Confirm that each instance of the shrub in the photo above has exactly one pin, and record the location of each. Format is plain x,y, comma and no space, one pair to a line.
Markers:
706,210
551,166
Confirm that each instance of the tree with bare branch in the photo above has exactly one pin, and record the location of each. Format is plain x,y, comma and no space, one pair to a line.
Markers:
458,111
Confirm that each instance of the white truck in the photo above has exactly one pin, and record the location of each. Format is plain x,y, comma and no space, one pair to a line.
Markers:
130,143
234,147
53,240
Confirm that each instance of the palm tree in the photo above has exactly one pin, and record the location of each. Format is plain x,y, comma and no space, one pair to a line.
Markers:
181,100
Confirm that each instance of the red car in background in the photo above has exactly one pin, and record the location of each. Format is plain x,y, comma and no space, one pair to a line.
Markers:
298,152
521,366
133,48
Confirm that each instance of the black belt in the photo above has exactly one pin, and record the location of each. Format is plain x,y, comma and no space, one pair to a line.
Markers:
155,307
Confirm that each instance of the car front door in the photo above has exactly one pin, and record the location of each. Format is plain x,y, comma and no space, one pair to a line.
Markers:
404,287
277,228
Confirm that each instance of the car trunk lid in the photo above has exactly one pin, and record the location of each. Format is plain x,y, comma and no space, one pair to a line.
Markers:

Exercise task: Arrange the part of the records that opens with the line containing "Confirm that each instance of the palm" and runs through the end of the records as a Markdown table with two columns, Entry and Text. Give each line its own numbered row and omit blank lines.

Task result:
| Entry | Text |
|---|---|
| 1 | Confirm that each instance of the palm tree in the photo above has exactly one pin, and record the location of each. Format is plain x,y, comma and no space, one pair to a line. |
| 2 | Markers: |
| 3 | 181,100 |
| 4 | Confirm that each instance of the red car in background in the photo above has exactly one pin, and record the location of each. Format is plain x,y, comma and no space, one pair to a line. |
| 5 | Markers: |
| 6 | 298,152 |
| 7 | 521,366 |
| 8 | 133,48 |
| 9 | Confirm that each instance of the black belt in the photo above has exactly one pin, and record the location of each. Format is plain x,y, comma and no space, one pair to a line. |
| 10 | Markers: |
| 11 | 155,307 |
| 12 | Confirm that each instance of the car front door in the photo above has exactly one pin, and record the location of each. Format is plain x,y, comma and no space, one pair to a line. |
| 13 | Markers: |
| 14 | 404,287 |
| 15 | 277,228 |
| 16 | Confirm that each instance of the car trunk lid in the photo above has exactly one pin, and record the location of each. Format is plain x,y, comma and no space, one pair to a line. |
| 17 | Markers: |